_To be done_
(A) Write out the passage from the review of A Taste of Honey, starting with "A Taste of Honey (1961)" and going on through "she is pregnant.".
(B) Answer these questions using the review of A Taste of Honey:
(i) Who co-wrote the screenplay with Tony Richardson?
(ii) How old is Jo?
(iii) Which actor plays Jimmy, and what is Jimmy's job?

_Document section_
>> BEGIN
A Taste of Honey (1961) Queer Film B+

A Taste of Honey
DIRECTOR: Tony Richardson
Tony Richardson’s adaptation of Shelagh Delaney’s play still shines with undimmed force. Delaney co‑wrote the screenplay with Richardson, who had directed the original Broadway production in 1960. The film stands as one of the defining works of kitchen sink realism, that gritty British genre rooted in working‑class life, emotional candor, and social critique.
Rita Tushingham—who embodied the spirit of British independent cinema from the early to mid‑sixties—plays seventeen‑year‑old Jo, living with her irresponsible mother in a run‑down, post‑industrial corner of Salford in the British Midlands. One day, Jo meets Jimmy (Paul Danquah), a cook on a boat on the Manchester Ship Canal. After a single night together, she discovers she is pregnant.
>> END
_Material supplied_
>> BEGIN
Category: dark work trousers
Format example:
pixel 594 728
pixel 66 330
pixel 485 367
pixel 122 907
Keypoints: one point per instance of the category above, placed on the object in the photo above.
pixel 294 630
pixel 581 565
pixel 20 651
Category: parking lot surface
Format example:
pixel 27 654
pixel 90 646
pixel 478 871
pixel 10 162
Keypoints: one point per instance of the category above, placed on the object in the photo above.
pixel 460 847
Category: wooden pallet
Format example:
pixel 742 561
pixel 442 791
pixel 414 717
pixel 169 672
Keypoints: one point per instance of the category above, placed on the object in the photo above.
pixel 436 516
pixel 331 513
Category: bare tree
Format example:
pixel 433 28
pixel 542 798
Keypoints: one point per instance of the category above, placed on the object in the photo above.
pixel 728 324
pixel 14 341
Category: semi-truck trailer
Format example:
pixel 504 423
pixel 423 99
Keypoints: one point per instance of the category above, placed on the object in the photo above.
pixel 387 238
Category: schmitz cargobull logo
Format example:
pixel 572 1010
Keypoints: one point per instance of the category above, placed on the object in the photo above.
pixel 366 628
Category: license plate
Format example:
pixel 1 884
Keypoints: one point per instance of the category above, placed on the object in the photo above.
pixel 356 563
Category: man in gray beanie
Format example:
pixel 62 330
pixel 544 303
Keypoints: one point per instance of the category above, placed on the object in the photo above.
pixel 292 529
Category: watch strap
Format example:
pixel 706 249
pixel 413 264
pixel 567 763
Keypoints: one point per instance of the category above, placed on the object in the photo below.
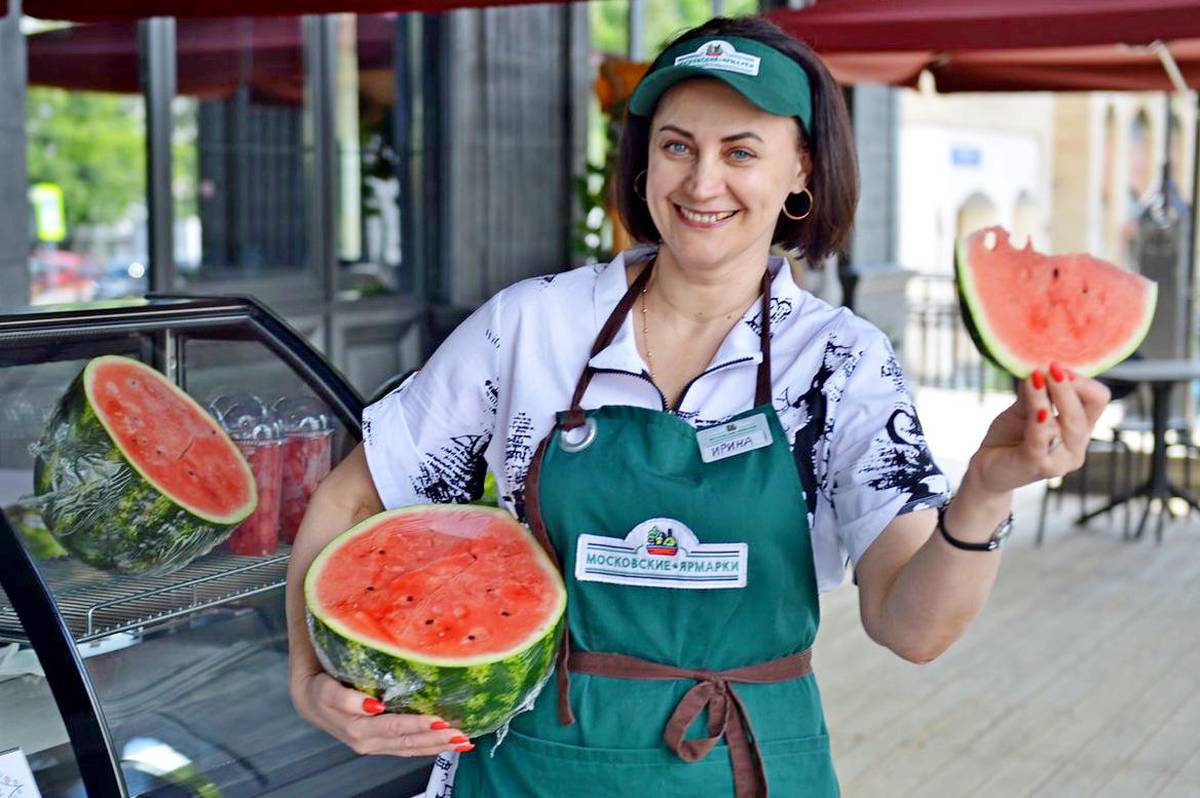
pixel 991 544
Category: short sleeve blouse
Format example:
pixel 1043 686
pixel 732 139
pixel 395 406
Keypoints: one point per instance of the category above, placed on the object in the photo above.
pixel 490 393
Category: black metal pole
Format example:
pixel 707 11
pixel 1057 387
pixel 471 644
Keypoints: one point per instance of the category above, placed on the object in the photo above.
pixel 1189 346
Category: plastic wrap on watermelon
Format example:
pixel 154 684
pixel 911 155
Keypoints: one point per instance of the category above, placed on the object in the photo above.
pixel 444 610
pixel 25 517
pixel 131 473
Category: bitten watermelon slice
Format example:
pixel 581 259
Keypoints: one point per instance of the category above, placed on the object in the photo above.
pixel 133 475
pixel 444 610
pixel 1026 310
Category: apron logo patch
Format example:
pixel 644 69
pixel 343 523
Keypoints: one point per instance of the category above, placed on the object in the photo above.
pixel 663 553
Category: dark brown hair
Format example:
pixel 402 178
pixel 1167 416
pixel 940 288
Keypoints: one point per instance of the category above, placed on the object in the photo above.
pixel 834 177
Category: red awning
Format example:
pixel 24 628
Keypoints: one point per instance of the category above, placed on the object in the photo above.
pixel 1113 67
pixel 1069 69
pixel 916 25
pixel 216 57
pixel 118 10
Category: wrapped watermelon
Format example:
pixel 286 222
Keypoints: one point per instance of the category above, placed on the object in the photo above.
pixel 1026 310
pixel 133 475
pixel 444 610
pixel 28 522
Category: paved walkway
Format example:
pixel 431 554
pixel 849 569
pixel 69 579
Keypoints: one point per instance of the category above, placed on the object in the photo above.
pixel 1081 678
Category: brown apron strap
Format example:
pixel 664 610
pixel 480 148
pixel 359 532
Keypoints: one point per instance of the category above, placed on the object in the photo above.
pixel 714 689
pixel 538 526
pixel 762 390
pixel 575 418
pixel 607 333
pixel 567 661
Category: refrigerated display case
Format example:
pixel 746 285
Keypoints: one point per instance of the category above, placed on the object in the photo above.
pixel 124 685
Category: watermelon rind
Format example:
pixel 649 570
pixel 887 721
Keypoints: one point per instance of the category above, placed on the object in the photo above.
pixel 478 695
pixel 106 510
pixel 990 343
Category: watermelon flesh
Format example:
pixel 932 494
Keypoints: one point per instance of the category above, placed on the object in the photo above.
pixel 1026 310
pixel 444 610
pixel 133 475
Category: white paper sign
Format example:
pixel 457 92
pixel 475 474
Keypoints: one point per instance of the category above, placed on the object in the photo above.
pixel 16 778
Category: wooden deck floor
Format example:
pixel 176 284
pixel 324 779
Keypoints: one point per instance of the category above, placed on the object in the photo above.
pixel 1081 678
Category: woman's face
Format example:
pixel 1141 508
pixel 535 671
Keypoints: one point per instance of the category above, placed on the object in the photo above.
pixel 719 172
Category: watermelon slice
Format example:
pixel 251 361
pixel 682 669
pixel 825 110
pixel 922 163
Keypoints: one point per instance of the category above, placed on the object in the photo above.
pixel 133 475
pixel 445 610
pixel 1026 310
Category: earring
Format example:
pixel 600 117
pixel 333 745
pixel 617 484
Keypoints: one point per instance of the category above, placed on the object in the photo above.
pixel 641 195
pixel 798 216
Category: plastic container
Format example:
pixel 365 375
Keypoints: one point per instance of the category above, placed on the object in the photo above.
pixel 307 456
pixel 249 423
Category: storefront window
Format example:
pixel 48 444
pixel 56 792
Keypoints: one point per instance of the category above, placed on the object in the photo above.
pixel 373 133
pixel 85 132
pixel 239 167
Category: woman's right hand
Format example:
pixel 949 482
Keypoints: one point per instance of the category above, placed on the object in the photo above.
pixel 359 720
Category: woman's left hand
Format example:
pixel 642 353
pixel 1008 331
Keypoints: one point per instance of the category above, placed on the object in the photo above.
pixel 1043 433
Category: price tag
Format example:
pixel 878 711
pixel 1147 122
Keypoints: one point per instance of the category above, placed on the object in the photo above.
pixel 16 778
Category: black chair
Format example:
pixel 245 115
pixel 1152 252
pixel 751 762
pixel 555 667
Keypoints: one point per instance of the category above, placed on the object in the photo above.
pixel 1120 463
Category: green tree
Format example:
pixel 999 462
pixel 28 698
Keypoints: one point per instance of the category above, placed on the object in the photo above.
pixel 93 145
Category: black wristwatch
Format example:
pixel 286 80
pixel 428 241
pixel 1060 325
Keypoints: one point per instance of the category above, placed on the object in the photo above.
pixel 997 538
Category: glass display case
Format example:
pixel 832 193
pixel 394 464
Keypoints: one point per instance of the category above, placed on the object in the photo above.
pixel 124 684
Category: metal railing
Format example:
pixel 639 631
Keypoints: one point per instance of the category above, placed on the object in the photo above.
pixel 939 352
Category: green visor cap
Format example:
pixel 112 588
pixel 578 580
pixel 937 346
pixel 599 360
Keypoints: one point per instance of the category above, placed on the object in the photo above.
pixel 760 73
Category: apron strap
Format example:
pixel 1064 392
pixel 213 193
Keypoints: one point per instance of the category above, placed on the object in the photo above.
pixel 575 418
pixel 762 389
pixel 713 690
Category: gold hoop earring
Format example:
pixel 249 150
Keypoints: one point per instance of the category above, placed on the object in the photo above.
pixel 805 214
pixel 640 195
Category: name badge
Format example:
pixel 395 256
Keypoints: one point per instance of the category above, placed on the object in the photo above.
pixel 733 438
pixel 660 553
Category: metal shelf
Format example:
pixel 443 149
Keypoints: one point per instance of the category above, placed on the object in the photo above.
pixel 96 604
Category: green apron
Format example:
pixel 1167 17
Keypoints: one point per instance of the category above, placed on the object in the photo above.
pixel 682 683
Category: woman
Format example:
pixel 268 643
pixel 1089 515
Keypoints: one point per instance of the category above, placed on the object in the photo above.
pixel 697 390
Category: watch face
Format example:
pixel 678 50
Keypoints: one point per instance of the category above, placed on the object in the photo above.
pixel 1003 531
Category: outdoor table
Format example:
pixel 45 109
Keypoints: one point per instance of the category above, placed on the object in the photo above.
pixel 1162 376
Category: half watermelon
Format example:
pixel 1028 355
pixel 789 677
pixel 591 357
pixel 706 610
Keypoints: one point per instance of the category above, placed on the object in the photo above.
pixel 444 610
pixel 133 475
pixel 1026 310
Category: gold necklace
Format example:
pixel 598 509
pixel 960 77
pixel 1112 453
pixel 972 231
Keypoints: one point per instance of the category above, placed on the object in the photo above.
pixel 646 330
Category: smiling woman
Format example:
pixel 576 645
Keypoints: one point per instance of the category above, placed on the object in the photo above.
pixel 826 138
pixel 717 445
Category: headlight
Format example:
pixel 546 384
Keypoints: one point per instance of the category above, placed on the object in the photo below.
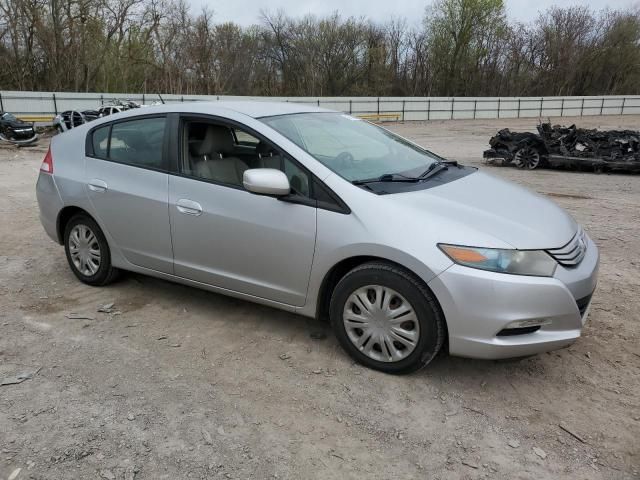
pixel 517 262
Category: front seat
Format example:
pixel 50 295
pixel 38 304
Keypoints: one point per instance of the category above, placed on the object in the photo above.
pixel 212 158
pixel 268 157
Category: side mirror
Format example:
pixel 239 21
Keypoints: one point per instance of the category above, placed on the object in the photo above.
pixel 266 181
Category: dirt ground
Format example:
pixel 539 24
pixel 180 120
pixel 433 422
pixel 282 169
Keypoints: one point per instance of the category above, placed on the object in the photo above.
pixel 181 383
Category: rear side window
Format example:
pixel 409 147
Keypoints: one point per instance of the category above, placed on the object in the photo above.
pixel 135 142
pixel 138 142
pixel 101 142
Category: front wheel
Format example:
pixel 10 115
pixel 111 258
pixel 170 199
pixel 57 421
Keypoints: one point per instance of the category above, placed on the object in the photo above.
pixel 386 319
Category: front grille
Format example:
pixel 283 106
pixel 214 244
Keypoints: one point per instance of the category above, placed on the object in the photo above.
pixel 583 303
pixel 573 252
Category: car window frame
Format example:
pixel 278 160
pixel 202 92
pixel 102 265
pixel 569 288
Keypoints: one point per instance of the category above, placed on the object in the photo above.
>> END
_The responses_
(A)
A Taste of Honey (1961) Queer Film B+

A Taste of Honey
DIRECTOR: Tony Richardson
Tony Richardson’s adaptation of Shelagh Delaney’s play still shines with undimmed force. Delaney co‑wrote the screenplay with Richardson, who had directed the original Broadway production in 1960. The film stands as one of the defining works of kitchen sink realism, that gritty British genre rooted in working‑class life, emotional candor, and social critique.
Rita Tushingham—who embodied the spirit of British independent cinema from the early to mid‑sixties—plays seventeen‑year‑old Jo, living with her irresponsible mother in a run‑down, post‑industrial corner of Salford in the British Midlands. One day, Jo meets Jimmy (Paul Danquah), a cook on a boat on the Manchester Ship Canal. After a single night together, she discovers she is pregnant.

(B)
(i) Shelagh Delaney
(ii) Seventeen
(iii) Paul Danquah plays Jimmy, who is a cook on a boat on the Manchester Ship Canal.